Excerpt to read
####################
C/Net reports that by the end of the decade, the Internet will sprout hundreds of millions of “smart nodes”, giving computer networks millions of tiny electronic feelers. The market for equipment and services related to wireless sensor networks could be in excess of a billion dollars by that time, predicts Harbor Research.
The IEEE 802.15.4 standard operates at data rates of 10 kbps to a max of 250 kbps. Wireless links can operate in three unlicensed frequency bands (2.4GHz, 868Mhz and 915MHz). When lines of communication exceed 30 feet, the 802.15.4 standard creates self-configuring, multihop networks. It is intended to operate in an unlicensed, international frequency band with applications in sensors, interactive toys, smart badges, remote controls, and home automation.
The ZigBee Alliance specification is a combination of HomeRF Lite and the 802.15.4 specification and operates over 16 channels with data transmission rates of up to 250kbps at a range of up to 30 meters. ZigBee’s technology is slower than 802.11b and Bluetooth, but it consumes significantly less power. It can connect up to 64,000 nodes on one network.
Dust Networks is one of a handful of start-ups working to make this vision a reality. Others include Crossbow Technology in San Jose, Calif., Ember in Boston, and Millennial Net in Cambridge, Mass.
####################
Listed records
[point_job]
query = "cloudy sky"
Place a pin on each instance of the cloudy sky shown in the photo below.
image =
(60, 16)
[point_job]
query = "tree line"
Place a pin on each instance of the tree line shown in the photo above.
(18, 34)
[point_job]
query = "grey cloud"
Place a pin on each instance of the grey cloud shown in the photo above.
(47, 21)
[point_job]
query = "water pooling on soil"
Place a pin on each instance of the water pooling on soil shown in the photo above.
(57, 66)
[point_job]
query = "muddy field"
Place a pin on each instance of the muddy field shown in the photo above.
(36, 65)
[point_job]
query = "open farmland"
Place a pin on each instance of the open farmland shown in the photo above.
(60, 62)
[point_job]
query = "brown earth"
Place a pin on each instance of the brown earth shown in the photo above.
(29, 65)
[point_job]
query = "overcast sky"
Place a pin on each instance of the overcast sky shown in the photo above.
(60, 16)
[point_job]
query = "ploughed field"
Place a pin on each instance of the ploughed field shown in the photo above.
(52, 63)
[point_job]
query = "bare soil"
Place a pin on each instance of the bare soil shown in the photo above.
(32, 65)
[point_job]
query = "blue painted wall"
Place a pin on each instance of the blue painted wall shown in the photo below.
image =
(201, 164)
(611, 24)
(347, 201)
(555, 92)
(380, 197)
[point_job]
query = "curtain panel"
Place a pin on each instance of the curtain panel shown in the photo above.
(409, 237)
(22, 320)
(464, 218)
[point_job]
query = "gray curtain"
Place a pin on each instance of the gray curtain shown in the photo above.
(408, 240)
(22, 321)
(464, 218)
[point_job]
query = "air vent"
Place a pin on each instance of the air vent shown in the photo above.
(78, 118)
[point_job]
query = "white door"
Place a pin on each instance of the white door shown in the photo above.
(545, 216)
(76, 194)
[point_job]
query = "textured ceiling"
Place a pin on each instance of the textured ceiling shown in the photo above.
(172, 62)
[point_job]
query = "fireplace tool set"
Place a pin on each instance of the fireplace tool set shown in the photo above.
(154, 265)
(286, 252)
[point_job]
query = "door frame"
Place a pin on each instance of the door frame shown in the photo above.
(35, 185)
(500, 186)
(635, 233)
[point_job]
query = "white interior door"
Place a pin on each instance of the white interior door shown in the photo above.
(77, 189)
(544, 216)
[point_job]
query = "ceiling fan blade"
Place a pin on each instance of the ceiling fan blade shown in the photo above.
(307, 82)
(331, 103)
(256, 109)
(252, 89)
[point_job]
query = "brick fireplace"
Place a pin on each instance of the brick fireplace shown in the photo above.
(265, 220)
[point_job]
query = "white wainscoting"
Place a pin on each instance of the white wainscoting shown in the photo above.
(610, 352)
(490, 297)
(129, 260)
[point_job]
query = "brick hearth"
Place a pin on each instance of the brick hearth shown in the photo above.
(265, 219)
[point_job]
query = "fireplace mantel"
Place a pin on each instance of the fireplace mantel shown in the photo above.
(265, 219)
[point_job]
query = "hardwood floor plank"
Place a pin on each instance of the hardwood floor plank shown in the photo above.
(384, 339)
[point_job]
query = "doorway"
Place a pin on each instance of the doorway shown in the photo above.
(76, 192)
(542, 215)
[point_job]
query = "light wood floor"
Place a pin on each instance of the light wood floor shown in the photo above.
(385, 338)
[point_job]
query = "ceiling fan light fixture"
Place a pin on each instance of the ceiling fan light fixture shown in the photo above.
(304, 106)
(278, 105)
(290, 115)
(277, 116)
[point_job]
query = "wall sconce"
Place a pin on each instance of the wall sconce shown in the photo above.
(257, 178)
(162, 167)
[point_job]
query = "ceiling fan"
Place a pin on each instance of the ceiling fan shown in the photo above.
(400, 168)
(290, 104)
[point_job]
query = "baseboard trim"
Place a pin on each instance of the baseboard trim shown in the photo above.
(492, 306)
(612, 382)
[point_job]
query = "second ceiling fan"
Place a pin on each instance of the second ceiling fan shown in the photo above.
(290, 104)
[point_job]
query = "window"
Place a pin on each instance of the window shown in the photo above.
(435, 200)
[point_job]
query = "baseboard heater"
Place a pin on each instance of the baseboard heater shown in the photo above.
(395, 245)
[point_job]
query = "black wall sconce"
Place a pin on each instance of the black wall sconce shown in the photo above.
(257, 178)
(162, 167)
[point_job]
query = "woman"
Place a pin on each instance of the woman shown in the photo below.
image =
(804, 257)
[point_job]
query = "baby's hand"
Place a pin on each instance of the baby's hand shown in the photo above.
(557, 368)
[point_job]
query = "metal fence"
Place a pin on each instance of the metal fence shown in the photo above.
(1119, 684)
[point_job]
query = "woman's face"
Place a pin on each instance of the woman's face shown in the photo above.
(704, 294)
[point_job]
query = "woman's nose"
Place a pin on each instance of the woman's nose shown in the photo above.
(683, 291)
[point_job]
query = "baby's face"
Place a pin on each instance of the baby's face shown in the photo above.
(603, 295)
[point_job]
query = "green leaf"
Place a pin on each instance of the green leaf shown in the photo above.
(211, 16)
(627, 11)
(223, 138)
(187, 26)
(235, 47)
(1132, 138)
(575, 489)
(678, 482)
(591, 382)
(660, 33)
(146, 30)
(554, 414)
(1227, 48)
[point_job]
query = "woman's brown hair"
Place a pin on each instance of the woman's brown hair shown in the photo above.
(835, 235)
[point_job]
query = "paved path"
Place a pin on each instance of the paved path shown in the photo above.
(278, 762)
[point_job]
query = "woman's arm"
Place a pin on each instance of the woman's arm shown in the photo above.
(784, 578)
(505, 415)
####################
Exercise tasks
1. Please translate this sentence from the wireless sensor network excerpt into Spanish: "ZigBee’s technology is slower than 802.11b and Bluetooth, but it consumes significantly less power."
2. List every application area that the wireless sensor network excerpt gives for the 802.15.4 standard.
3. Carry on the excerpt about wireless sensor networks after its last sentence.
The data has no connection to the excerpt on wireless sensor networks.

Per-task outputs
1. La tecnología de ZigBee es más lenta que 802.11b y Bluetooth, pero consume mucha menos energía.

2.
- Sensors
- Interactive toys
- Smart badges
- Remote controls
- Home automation

3.
Intel and Accenture are active in the field, as are leading research universities including the University of California at Los Angeles, Carnegie Mellon University, the Massachusetts Institute of Technology and the University of California at Berkeley. DARPA, the National Science Foundation and the CIA are funding efforts, too.
“The combination of “the smallest wireless commercial grade [smart dust] mote in the market with the smallest wireless RFID tag in the world will revolutionize what ubiquitous computing really means,” says Mike Horton, CEO of Crossbow. The sensor and the reader are each about the size of three stacked quarters.
Oki has the world’s first fully compliant IEEE 802.15.4 and ZigBee chip. The technology promises to start a new generation of wireless sensor networks, utilizing the unlicensed 2.4 GHz spectrum. TinyOS, developed at Berkeley, is a popular operating system for the devices.
At the 29 Palms Marine base in southern California, a couple years ago, unmanned aircraft dropped wireless magnetic sensors along a road. Once on the ground, the sensors formed a wireless network and began looking for magnetic anomalies. As a vehicle passed by the sensors, they would detect the vehicle from its magnetic signature to estimate the vehicle s speed and direction. The unmanned aircraft returned overhead to collect the data from the network and transmit them to the remote operation command headquarters.
The Sensor Expo & Conference June 7-10, 2004 in Detroit may showcase many new developments.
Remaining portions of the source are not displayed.